┌──

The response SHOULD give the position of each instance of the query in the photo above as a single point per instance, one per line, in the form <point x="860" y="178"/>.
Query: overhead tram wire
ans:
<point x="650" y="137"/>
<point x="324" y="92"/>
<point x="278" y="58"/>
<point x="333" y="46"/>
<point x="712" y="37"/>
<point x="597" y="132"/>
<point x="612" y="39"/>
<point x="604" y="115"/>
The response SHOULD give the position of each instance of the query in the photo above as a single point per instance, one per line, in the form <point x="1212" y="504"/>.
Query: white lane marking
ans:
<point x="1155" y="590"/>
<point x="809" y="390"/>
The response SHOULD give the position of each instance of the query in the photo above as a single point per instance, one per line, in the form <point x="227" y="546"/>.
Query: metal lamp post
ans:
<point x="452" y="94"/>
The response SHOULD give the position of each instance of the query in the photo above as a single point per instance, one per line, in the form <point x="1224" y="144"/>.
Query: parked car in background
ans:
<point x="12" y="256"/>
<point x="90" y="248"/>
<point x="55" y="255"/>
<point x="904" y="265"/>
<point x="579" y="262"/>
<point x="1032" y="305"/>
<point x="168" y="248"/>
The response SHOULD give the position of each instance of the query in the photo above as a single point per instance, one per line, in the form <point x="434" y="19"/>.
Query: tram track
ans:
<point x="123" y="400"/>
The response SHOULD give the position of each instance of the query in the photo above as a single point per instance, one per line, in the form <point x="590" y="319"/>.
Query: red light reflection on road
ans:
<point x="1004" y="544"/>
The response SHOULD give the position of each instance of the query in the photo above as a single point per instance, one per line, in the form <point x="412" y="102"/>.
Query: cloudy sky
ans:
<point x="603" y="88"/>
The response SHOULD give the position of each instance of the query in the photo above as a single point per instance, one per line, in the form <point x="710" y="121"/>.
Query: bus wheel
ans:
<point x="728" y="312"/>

└──

- **What you are asked to do**
Reproduce all of the records above with every occurrence of "SHOULD" switched to "MUST", leaving everything else unchanged.

- **Full output**
The response MUST give the position of each instance of the query in the photo above as a single point per instance, one per line, in the form <point x="860" y="178"/>.
Query: overhead tram wire
ans:
<point x="650" y="137"/>
<point x="324" y="92"/>
<point x="278" y="58"/>
<point x="333" y="46"/>
<point x="712" y="37"/>
<point x="597" y="132"/>
<point x="612" y="39"/>
<point x="604" y="115"/>
The response MUST give the position of each instance of the query in the photo above as a single point per instance, one per line, in the form <point x="1212" y="504"/>.
Query: white lane marking
ans:
<point x="1155" y="590"/>
<point x="809" y="390"/>
The response MUST give the position of each instance of the query in the photo above as a single point per instance, one per line, in the form <point x="227" y="546"/>.
Query: metal lamp post
ans:
<point x="452" y="94"/>
The response MUST give the position of each instance of the query in the photo above as a single point per instance, one per line, in the form <point x="1224" y="144"/>.
Query: parked car in background
ans:
<point x="12" y="256"/>
<point x="90" y="248"/>
<point x="55" y="255"/>
<point x="904" y="265"/>
<point x="579" y="262"/>
<point x="1032" y="305"/>
<point x="168" y="248"/>
The response MUST give the position of each instance of the query in the photo above as a single point per instance, one per line, in the form <point x="434" y="19"/>.
Query: tram track
ans:
<point x="123" y="400"/>
The response MUST give the position of each instance of the query in the photo above as a single point per instance, one per line, in the form <point x="590" y="319"/>.
Query: red light reflection on road
ans:
<point x="1004" y="544"/>
The response MUST give the position of each instance of the query in the photo above as a single point per instance, one per line, in the form <point x="412" y="102"/>.
Query: cloudy sky
ans:
<point x="603" y="88"/>
The response MUST give the position of each instance of the query in the photo above as a single point per instance, one per line, in the form <point x="710" y="121"/>.
Query: bus wheel
ans:
<point x="728" y="312"/>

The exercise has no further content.